▶ _WORK REQUIRED_
Copy out every line below that contains the word "instance". Case counts.

▶ _DATA IN THIS EXERCISE_
((
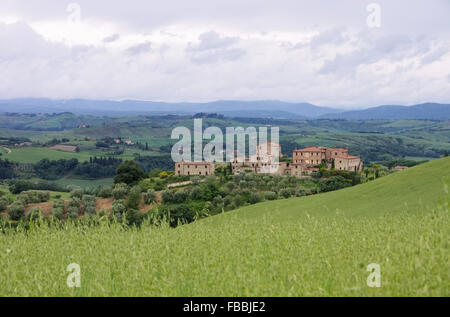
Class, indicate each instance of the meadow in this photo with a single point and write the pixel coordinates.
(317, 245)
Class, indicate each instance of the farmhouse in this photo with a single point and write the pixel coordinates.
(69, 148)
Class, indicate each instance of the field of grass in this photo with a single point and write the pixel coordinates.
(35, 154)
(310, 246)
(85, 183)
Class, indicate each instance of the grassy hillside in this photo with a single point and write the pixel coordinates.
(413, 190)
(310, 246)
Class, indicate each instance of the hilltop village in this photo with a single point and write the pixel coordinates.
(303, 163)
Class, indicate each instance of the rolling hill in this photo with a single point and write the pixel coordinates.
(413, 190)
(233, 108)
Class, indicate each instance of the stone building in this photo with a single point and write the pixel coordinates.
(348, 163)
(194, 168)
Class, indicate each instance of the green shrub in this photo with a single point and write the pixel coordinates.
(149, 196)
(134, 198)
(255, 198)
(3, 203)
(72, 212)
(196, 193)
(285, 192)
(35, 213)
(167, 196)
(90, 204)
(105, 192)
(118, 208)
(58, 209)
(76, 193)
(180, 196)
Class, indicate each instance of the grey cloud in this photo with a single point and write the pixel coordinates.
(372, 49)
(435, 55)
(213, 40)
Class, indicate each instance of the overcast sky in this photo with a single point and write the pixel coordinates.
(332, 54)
))
((
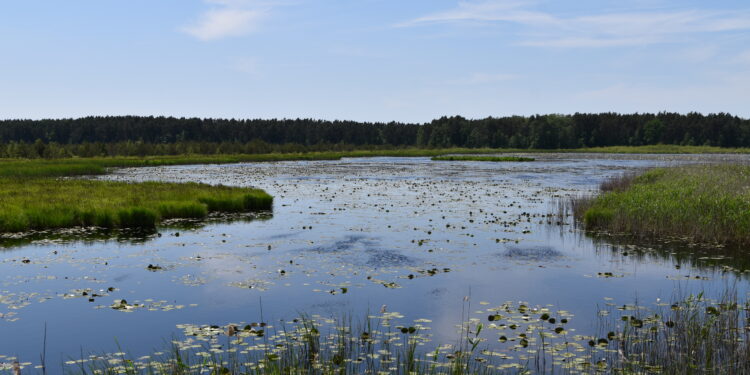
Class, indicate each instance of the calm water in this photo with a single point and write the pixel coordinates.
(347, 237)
))
▶ _FINISHED EXERCISE_
Class, indicate each instance of the meadow in this photo with a single point and write the pixel coordinates.
Class, indicate each instance of the farmhouse in this photo with a single point and write the pixel coordinates.
Class, indicate each instance of the field of grass in this photo with a single point and write the pixel coordinates.
Class, indicate each instance of the grassy hillside in this photo with a single point and write the pixel coordinates.
Class, indicate each instance of the hilltop village in this photo with a single point and write the pixel coordinates.
Class, indicate each instance of the rolling hill in this photo with a single point and write the pixel coordinates.
Class, indicate each instance of the stone building in this photo with a single point and write the pixel coordinates.
Class, indicate each instance of the green shrub in this photo with a single point and write the pixel coordinates.
Class, indicate each instance of the grey cloud in this photo with a single point and write the pixel coordinates.
Class, indicate each instance of the overcast sky in this photo with a single point and write the pixel coordinates.
Class, indicate each instance of the calm water in this photo with a single point and write the pixel coordinates.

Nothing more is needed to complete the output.